## Given problem A
In the forum thread below, what does MatLab do when a user passes more than three inputs to the function?

## Selected passage

- - - -

Preventing too many function inputs

조회 수: 4 (최근 30일)
Samuel Brewton
Samuel Brewton 2021년 2월 22일
편집: Stephen23 2021년 2월 22일
I am looking for a way to prevent a user from putting in too many inputs for a function. Here is a quick code example:
exfunction(1,3,9)
function exfunction(x,y,z)
switch nargin %Checking # arguements
case 3 %3 function arguements
a=x+y; %Adds x and y
b=x*z; %Multiplies x and z
disp([a,b]); %Displays a and b
otherwise %Less than 3 function arguements (Doesn't work for more than 3)
disp('Wrong Number of Arguements')
end %End switch
end %End function
This function has 3 inputs: x, y, and z. If the user were to only define x and y, it would display "Wrong Number of Arguements" without issue. However, if the user added 4, 5, or any number over the 3 variables, MatLab tries to define the variable (which doesn't exist) and gives me an error.

- - - -

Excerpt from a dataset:
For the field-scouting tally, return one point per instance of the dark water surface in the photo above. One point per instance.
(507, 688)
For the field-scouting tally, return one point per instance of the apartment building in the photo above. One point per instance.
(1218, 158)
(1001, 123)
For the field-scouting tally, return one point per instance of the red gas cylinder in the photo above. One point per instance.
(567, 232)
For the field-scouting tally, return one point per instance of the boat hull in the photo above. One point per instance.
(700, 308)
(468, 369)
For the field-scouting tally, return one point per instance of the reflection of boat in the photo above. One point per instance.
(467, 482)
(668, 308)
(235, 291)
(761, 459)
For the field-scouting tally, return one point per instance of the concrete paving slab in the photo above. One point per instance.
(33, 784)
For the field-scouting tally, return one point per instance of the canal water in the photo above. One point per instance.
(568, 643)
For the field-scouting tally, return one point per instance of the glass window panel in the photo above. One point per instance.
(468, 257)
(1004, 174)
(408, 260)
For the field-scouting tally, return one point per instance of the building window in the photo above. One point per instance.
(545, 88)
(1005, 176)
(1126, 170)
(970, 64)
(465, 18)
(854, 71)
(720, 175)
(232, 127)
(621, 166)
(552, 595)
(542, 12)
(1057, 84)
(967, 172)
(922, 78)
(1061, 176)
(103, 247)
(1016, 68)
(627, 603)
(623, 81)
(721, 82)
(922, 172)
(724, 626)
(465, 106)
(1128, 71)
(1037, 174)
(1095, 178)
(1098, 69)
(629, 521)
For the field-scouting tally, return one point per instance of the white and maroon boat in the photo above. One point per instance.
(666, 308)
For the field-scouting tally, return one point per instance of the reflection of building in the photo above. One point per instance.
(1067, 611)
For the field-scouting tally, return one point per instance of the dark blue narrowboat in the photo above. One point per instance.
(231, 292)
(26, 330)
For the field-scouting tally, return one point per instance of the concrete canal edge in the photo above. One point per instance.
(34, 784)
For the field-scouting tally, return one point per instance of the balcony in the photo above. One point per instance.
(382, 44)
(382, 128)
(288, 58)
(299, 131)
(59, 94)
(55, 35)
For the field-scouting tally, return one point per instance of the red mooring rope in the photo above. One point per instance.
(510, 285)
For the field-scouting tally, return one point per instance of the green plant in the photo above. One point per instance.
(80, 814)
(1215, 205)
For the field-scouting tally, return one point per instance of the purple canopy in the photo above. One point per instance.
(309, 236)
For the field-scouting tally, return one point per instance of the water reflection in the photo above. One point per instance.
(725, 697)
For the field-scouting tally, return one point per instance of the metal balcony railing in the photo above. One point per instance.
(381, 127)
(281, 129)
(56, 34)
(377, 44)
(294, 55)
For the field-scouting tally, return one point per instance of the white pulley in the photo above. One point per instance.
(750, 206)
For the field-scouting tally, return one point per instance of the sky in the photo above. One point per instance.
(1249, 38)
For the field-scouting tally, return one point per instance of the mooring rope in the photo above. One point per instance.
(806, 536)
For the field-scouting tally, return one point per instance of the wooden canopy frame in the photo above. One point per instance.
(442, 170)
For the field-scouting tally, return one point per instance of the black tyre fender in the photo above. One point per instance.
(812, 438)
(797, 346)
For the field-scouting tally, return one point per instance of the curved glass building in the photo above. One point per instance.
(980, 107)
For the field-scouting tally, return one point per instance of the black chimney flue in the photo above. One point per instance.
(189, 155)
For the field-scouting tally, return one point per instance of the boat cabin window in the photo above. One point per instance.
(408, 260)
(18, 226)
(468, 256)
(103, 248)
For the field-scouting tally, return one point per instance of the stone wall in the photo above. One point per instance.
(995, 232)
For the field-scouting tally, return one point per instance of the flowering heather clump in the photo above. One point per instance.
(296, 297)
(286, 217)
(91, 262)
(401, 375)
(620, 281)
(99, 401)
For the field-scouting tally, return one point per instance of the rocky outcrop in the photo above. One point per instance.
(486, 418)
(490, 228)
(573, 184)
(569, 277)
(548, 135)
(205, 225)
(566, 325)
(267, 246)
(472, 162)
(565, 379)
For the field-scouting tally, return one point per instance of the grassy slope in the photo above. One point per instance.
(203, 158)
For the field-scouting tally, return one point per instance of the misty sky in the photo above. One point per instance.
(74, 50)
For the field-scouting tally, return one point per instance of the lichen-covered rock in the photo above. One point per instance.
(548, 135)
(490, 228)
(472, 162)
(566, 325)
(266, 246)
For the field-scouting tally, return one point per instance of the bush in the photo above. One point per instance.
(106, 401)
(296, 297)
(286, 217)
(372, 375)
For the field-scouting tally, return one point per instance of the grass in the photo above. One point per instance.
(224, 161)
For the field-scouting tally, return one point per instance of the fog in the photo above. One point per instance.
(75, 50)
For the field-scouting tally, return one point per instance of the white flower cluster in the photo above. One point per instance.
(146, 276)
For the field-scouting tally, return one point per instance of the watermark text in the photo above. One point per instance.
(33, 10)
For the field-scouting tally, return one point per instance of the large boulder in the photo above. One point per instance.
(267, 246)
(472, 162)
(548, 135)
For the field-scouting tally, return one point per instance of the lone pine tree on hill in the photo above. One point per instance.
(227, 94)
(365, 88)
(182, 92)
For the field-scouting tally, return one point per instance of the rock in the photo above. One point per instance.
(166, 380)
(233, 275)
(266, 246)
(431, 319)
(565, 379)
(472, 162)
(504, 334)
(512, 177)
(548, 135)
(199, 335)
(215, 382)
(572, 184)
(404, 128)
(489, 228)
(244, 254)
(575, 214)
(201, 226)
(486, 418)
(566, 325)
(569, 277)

- - - -

## Given problem B
List every line of the entries above that contains the word "white". Case counts.

## Complete answer A
It tries to define a variable that doesn't exist and gives an error.

## Complete answer B
For the field-scouting tally, return one point per instance of the white and maroon boat in the photo above. One point per instance.
For the field-scouting tally, return one point per instance of the white pulley in the photo above. One point per instance.
For the field-scouting tally, return one point per instance of the white flower cluster in the photo above. One point per instance.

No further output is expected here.